## Text section
☆ ☆ ☆ ☆

All of lore.kernel.org
 help / color / mirror / Atom feed
From: Nick Piggin <nickpiggin@yahoo.com.au>
To: Andrew Morton <akpm@osdl.org>
Cc: linux-kernel@vger.kernel.org, linux-mm@kvack.org, mason@suse.com,
	andrea@suse.de, hugh@veritas.com, axboe@suse.de,
	torvalds@osdl.org
Subject: Re: [rfc][patch] remove racy sync_page?
Date: Tue, 30 May 2006 14:13:01 +1000	[thread overview]
Message-ID: <447BC64D.3060706@yahoo.com.au> (raw)
In-Reply-To: <20060529201444.cd89e0d8.akpm@osdl.org>

Andrew Morton wrote:

>On Tue, 30 May 2006 12:54:53 +1000
>Nick Piggin <nickpiggin@yahoo.com.au> wrote:
>
>
>>I guess so. Is plugging still needed now that the IO layer should
>>get larger requests? Disabling it might result in a small initial
>>request (although even that may be good for pipelining)...
>>
>
>Mysterious question, that.  A few years ago I think Jens tried pulling unplugging
>out, but some devices still want it (magneto-optical storage iirc).  And I
>think we did try removing it, and it caused hurt.
>

Would be nice to get rid of it. I guess that's out of the question
for several releases, even if there was no performance problems.

>
>>Otherwise, we could make set_page_dirty_lock use a weird non-unplugging
>>variant
>>
>
>Yes, that would work.  In fact the number of times when direct-io actually
>calls set_page_dirty_lock() is infinitesimal - I had to jump through hoops
>to even test that code.  The speculative
>set-the-page-dirty-before-we-do-the-IO thing is very effective.  So the
>performace impact of making such a change would be nil.
>

OK, that'll probably be the way to go for upcoming releases. I'll post
a patch soon.

☆ ☆ ☆ ☆

## Objectives
A – In the mailing list thread, what does Andrew Morton say the performance impact of making the set_page_dirty_lock change would be?
B – Rewrite the mailing list thread from "Would be nice" through "would be nil.", swapping "speculative" for "optimistic".
C – Carry on writing the mailing list thread from its last sentence.
You will not need the records.

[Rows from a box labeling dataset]

☆ ☆ ☆ ☆

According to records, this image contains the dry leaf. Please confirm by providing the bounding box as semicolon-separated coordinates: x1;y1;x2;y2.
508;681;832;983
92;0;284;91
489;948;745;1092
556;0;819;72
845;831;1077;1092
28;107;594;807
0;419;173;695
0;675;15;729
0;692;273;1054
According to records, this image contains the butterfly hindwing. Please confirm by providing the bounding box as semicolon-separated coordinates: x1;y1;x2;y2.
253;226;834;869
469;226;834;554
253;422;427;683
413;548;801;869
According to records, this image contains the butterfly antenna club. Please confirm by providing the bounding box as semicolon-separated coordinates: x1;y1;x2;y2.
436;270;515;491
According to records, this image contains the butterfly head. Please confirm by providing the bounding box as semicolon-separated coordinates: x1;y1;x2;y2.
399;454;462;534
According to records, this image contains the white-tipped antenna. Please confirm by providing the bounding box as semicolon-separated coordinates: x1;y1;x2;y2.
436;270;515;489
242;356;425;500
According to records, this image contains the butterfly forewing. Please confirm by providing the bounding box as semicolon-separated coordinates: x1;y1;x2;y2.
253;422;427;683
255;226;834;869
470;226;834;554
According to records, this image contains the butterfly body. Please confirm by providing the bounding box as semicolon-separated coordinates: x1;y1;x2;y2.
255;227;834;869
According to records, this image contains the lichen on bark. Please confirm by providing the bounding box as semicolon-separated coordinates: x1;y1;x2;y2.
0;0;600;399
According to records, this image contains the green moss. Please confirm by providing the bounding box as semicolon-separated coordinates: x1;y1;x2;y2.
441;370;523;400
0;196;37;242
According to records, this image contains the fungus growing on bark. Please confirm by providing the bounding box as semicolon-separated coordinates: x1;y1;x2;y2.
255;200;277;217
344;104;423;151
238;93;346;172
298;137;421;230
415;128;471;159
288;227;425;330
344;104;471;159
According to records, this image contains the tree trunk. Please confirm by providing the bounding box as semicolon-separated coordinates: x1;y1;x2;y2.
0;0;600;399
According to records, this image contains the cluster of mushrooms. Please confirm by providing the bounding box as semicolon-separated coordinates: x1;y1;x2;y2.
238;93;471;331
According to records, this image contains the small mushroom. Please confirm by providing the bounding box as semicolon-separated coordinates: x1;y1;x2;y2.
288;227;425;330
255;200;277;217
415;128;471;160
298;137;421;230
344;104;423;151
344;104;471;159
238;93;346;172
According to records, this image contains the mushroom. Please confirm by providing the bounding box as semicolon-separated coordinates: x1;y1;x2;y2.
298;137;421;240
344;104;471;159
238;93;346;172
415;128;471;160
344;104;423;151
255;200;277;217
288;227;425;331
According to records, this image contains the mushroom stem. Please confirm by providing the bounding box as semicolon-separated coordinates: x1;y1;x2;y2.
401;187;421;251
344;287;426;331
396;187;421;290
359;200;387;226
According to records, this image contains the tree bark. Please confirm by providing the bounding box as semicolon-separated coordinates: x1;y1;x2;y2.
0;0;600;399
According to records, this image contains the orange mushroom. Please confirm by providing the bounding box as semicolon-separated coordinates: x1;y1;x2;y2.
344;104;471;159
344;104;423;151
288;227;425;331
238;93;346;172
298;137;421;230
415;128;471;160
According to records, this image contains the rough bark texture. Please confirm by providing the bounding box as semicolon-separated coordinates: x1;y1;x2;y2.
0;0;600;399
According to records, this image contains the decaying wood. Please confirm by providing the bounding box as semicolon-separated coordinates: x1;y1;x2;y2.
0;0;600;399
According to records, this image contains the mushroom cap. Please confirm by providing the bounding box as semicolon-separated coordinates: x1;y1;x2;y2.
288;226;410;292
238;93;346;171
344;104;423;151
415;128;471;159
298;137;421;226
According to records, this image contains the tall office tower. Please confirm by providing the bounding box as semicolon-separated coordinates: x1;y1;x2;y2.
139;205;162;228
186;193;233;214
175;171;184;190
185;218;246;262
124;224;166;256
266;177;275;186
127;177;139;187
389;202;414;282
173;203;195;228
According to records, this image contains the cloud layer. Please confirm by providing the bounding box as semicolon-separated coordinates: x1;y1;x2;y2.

☆ ☆ ☆ ☆

## Outputs by task
A – Nil.

B –
Would be nice to get rid of it. I guess that's out of the question
for several releases, even if there was no performance problems.

>
>>Otherwise, we could make set_page_dirty_lock use a weird non-unplugging
>>variant
>>
>
>Yes, that would work.  In fact the number of times when direct-io actually
>calls set_page_dirty_lock() is infinitesimal - I had to jump through hoops
>to even test that code.  The optimistic
>set-the-page-dirty-before-we-do-the-IO thing is very effective.  So the
>performace impact of making such a change would be nil.

C –
>
>That's for the direct-io case.  Other cases might be hurt more.
>
>Also, perhaps we could poke kblockd to do it for us.
>

Hard, I think, to get back to ->mapping. Well not hard if we just use
a non-syncing lock_page, but in that case we don't need kblockd.

>
>>sync_page wants to get either the current mapping, or a NULL one.
>>The sync_page methods must then be able to handle running into a
>>NULL mapping.
>>
>>With splice, the mapping can change, so you can have the wrong
>>sync_page callback run against the page.
>>
>
>Oh.
>

Don't know what we can do about that off the top of my head. Within
block_sync_page there shouldn't be any problems (at worst, we'd unplug
the wrong dev). Maybe the whole sync_page callback scheme can be removed
so nobody tries to do anything funny with it? Call blk_run_backing_dev
directly.

>
>>>>Well yes, writing to a page would be the main reason to set it dirty.
>>>>Is splice broken as well? I'm not sure that it always has a ref on the
>>>>inode when stealing a page.
>>>>
>>>>
>>>Whereabouts?
>>>
>>>
>>The ->pin() calls in pipe_to_file and pipe_to_sendpage?
>>
>
>One for Jens...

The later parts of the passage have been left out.